◆ **Text excerpt**
────────────────────────────────────────
Summer has its dips. It’s really creepy to watch Lever sing the mournful “Pandora’s Box” in the context of young Donna’s abuse by her childhood preacher. And there’s a corny sequence when Disco Donna is facing some serious depression (not to mention an addiction to Marplan), and two of her sisters show up to encourage her to talk “to Mary.” No, not her mother (whose name is Mary and whose character LaChanze steps into as well), or to her sister, Mary Ellen, but to that Mary. Granted, Summer herself was a devout Christian, and the show earnestly includes her song “I Believe in Jesus,” but the dialogue to get us there could be less cringey.
────────────────────────────────────────
◆ **Data section**
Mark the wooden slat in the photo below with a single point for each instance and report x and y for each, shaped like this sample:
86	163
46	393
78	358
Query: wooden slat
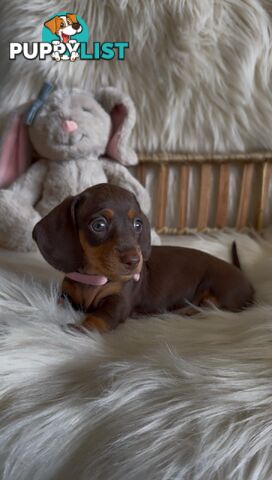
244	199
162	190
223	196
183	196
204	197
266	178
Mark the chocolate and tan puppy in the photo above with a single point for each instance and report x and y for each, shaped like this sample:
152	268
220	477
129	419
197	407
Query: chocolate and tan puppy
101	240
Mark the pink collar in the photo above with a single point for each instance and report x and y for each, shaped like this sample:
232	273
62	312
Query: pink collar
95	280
────────────────────────────────────────
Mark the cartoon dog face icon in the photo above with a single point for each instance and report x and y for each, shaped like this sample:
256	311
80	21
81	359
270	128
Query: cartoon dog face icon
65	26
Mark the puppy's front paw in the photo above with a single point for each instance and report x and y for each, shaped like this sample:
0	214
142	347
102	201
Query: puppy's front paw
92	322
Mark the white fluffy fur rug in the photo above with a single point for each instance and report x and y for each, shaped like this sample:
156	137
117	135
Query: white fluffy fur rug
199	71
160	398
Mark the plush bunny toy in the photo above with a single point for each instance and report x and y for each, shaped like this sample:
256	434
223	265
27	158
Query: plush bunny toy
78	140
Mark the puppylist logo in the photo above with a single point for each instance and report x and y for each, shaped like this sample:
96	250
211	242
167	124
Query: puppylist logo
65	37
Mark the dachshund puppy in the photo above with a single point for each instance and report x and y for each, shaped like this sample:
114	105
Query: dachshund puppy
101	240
────────────────────────────────────────
◆ **Problem A**
According to the review excerpt, what is Disco Donna addicted to?
◆ **Problem B**
In the review excerpt, substitute "clumsy" for "corny" and write out the passage between "Summer has its" and "be less cringey.", inclusive.
◆ **Problem C**
Resume the review excerpt about the Donna Summer musical, starting after its last sentence.
The entries come from a separate source, unrelated to the review excerpt.

◆ **Answer area A**
Marplan

◆ **Answer area B**
Summer has its dips. It’s really creepy to watch Lever sing the mournful “Pandora’s Box” in the context of young Donna’s abuse by her childhood preacher. And there’s a clumsy sequence when Disco Donna is facing some serious depression (not to mention an addiction to Marplan), and two of her sisters show up to encourage her to talk “to Mary.” No, not her mother (whose name is Mary and whose character LaChanze steps into as well), or to her sister, Mary Ellen, but to that Mary. Granted, Summer herself was a devout Christian, and the show earnestly includes her song “I Believe in Jesus,” but the dialogue to get us there could be less cringey.

◆ **Answer area C**
All in all, though, Summer does well at moving us through both the bright and dark spots in its hero’s life, without stopping too long to dwell. Yes, it might feel odd at first to touch on subjects as heavy as cancer and abuse without really dropping a dramatic plumb line down. But McAnuff knows that his show isn’t going to support intense emotional spelunking. He keeps it straightforward and aware of its own limits — as LaChanze’s Donna does when she acknowledges and apologizes for some anti-gay remarks that caused a scandal and lost her more than a few fans in the ’80s. This combination of sincerity and swiftness feels true to the spirit of Summer herself. The singer, who died of cancer in 2012, at 63, reinvented her career more than once, laying the groundwork for artists like Beyoncé and Lady Gaga. It’s easy to condescend to, but pop is a powerful thing. “For the longest time, people had me convinced there was something wrong with this music,” LaChanze’s Donna says at the show’s beginning, but, she adds, whatever else people are doing in a hundred years, “I do know they’re going to be dancing.” The happy, shiny shimmiers and shakers around me in the audience would, I think, agree.

Summer: The Donna Summer Musical is at the Lunt-Fontanne Theatre.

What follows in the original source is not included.